= PROBLEMS TO WORK ON =
1: Using the IIM Ahmedabad excerpt, explain in one to three sentences why the symposium is called The Red Brick Summit.
2: According to the IIM Ahmedabad excerpt, in what year was The Red Brick Summit instituted?
3: List every individual management fest or summit that The Red Brick Summit replaced, as named in the IIM Ahmedabad excerpt.

= DOCUMENT SEGMENT =
■ ■ ■ ■ ■ ■ ■

IIM also conducts its analytics writing test and personal interview (AWT & PI) in Ahmedabad, Banglore, Hyderabad, Kolkata, & New Delhi cities of selected candidates. Seats in IIMA are reserved,  based on government instruction 27% of seats are reserved for NC-OBC,  15% for SC, 7.5% for ST candidates, 5% for Persons with Benchmark Disabilities (PwD), and up to 10% for Economically Weaker Sections (EWS).

Rankings

Worldwide, the Financial Times has ranked IIM Ahmedabad 62 in its Global MBA Ranking 2022. The QS Global MBA Rankings 2023 ranked it 44 in the world and 8 in Asia. It was ranked 51 by The Economist in its 2021 Full-time B-school ranking.

In India, IIM Ahmedabad was ranked first among management schools in India by the National Institutional Ranking Framework in 2022 as well as Outlook Indias "Top Public MBA Institutions In India" survey. It was ranked second by Business Today "India's Top Five B-Schools Yearly Ranking In 2022".

Student life

Events

The Red Brick Summit (TRBS) 
The Red Brick Summit or TRBS, named after the red brick walls that the campus is known for, replaced 'Big Four' individual management fests/summits (Confluence, Amatheon, ConneXions, and Insight) as an umbrella management symposium. Instituted in 2017, the mega event – the biggest management symposium in Asia with a footfall of 20,000 students across more than 250 Indian and 30 international universities – sees renowned speakers talking about issues relevant to management and public policy, national-level business competitions, and workshops attended by hundreds. The speakers include Nirmala Sitharaman (Union Cabinet Minister, Defence), Maneka Gandhi (Union Cabinet Minister, Women and Child Development), Hasmukh Adia (Revenue Secretary, Government of India), and Deep Kalra (Founder-CEO of MakeMyTrip).

■ ■ ■ ■ ■ ■ ■

= DATA SUPPLIED =

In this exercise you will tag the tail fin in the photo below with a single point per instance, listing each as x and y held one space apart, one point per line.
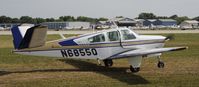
28 36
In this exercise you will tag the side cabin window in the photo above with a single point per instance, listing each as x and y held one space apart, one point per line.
127 35
113 35
97 38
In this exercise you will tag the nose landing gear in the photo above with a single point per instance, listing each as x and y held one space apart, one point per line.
133 69
160 63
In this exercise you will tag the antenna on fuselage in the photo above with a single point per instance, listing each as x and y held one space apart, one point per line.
114 25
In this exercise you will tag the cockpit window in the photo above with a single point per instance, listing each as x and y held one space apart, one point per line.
113 36
97 38
127 35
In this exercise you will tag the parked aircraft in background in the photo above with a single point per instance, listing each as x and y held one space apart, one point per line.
105 45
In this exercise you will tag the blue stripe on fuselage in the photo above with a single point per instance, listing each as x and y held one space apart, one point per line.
68 43
16 36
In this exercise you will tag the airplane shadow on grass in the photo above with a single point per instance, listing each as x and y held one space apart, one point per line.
118 73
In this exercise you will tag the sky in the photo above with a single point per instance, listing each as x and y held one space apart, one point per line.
97 8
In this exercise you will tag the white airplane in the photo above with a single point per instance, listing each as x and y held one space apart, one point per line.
105 45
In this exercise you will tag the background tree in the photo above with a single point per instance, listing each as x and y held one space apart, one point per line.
4 19
173 17
39 20
181 19
146 16
196 18
50 19
26 19
67 18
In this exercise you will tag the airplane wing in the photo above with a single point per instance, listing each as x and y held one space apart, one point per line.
145 52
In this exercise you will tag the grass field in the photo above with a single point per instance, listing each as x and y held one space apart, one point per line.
181 70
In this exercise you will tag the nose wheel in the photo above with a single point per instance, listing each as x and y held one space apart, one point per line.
160 63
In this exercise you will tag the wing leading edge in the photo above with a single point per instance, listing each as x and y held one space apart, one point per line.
145 52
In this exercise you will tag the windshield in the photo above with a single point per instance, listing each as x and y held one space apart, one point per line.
127 35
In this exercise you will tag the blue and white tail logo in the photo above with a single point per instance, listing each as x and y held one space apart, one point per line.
26 36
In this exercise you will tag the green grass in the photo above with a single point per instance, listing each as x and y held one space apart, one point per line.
182 68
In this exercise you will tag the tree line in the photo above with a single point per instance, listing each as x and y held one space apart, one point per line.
179 19
28 19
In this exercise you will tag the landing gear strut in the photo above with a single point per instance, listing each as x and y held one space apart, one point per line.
134 70
108 62
160 63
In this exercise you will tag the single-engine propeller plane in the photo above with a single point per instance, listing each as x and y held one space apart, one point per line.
105 45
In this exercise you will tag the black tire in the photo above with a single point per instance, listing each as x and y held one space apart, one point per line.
108 62
134 70
160 64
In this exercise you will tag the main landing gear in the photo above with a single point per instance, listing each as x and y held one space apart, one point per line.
108 62
160 63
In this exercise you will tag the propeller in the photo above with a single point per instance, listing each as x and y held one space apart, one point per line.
170 37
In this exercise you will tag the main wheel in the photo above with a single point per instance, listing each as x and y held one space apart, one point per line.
108 62
137 69
160 64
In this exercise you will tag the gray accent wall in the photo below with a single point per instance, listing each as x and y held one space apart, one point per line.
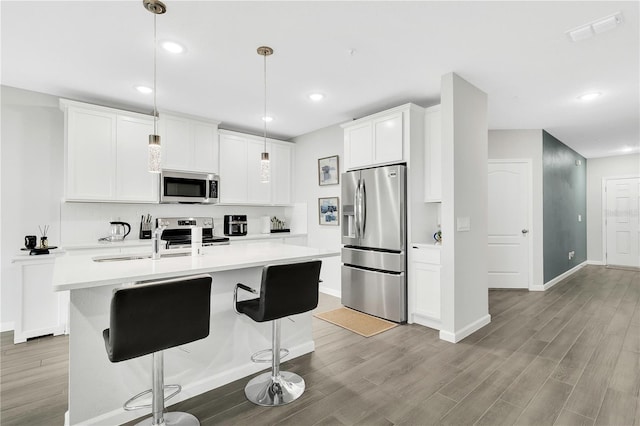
564 198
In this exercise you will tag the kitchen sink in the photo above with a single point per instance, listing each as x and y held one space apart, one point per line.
121 258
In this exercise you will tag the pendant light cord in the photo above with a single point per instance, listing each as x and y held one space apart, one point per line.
155 54
265 103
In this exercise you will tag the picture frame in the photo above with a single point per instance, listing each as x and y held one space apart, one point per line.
328 211
328 171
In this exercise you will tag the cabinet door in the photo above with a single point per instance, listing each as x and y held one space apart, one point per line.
41 310
205 146
258 192
387 138
426 281
281 156
358 149
176 142
233 170
133 180
433 155
90 150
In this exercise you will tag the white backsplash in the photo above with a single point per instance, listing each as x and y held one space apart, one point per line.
87 222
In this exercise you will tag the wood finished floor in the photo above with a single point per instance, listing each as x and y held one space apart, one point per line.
567 356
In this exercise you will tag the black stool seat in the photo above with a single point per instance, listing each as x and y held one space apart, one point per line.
148 318
285 290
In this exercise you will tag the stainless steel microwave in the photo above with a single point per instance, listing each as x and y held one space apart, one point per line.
189 187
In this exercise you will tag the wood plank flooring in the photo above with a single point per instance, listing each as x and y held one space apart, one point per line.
567 356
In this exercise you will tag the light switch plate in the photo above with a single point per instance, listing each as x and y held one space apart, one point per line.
463 224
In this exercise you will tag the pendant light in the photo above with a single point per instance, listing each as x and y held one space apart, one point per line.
157 8
264 157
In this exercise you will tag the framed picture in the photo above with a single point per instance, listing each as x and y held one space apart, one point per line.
328 211
328 171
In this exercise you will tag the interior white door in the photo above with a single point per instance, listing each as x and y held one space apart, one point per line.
509 224
622 222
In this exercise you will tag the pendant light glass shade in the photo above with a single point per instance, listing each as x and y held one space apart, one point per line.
265 166
154 149
155 154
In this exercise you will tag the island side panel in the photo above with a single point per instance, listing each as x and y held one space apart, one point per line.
99 388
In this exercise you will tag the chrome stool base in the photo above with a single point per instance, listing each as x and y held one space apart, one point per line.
173 418
269 391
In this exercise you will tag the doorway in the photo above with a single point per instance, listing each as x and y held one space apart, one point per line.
622 222
509 224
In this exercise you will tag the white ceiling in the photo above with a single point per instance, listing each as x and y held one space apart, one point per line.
364 56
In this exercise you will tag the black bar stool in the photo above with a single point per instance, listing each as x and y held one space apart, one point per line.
285 290
150 317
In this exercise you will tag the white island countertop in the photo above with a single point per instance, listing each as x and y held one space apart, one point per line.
80 272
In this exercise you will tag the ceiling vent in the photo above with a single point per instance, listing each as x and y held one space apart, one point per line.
595 27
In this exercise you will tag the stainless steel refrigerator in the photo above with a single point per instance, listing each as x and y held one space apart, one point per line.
374 241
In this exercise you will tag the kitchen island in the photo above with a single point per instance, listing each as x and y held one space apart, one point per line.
98 388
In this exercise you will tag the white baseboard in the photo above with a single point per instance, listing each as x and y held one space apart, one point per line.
457 336
559 278
330 291
120 416
426 321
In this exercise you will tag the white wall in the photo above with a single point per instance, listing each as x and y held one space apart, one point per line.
309 148
597 169
32 150
465 298
525 144
32 190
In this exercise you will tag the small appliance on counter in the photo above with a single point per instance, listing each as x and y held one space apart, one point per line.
177 232
118 231
145 227
235 224
278 225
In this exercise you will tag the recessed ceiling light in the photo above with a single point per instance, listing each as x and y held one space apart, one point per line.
589 96
172 47
144 89
595 27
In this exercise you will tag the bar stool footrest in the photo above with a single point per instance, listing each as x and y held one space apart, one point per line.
173 418
129 407
258 356
269 391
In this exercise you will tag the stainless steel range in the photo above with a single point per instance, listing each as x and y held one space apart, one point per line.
177 231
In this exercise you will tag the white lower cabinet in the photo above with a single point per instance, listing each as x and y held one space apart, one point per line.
41 310
424 272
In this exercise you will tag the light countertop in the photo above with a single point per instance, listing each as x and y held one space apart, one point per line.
78 272
144 243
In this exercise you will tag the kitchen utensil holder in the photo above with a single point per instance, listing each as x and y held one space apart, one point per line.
145 234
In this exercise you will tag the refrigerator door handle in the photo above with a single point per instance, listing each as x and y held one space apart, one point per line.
363 209
356 212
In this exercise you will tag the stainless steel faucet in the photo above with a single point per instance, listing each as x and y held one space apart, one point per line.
155 238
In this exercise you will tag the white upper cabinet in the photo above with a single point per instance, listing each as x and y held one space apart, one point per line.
240 182
133 180
188 144
106 155
233 169
377 139
433 155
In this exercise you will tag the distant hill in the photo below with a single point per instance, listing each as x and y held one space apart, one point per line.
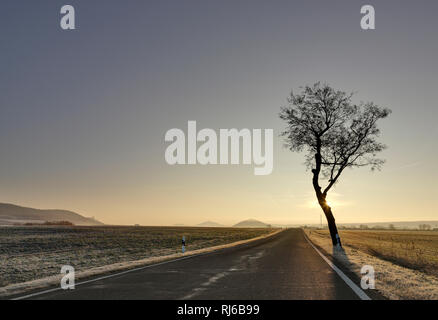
12 214
210 224
251 223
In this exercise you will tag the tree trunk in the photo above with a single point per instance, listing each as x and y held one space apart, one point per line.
336 240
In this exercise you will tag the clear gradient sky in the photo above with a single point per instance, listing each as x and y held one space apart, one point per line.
84 112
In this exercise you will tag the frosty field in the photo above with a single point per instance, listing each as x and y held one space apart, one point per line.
28 253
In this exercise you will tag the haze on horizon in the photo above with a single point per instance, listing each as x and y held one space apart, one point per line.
84 112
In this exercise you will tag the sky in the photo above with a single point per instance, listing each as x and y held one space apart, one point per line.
84 112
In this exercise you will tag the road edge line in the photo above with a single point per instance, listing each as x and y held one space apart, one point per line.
358 291
241 242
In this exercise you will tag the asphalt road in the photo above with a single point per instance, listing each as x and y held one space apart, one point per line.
284 266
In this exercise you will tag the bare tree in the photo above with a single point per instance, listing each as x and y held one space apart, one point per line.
335 134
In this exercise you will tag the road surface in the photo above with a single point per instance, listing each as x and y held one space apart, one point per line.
284 266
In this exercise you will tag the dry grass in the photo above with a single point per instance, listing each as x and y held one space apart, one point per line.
28 253
416 250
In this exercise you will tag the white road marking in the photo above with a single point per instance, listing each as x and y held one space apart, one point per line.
360 293
110 276
144 267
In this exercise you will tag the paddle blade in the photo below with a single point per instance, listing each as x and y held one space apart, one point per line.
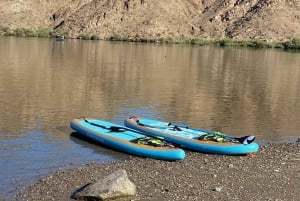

■ ■ ■ ■ ■ ■ ■

= ANSWERS BY TASK =
1: The Red Brick Summit is named after the red brick walls that the campus is known for.

2: 2017

3:
- Confluence
- Amatheon
- ConneXions
- Insight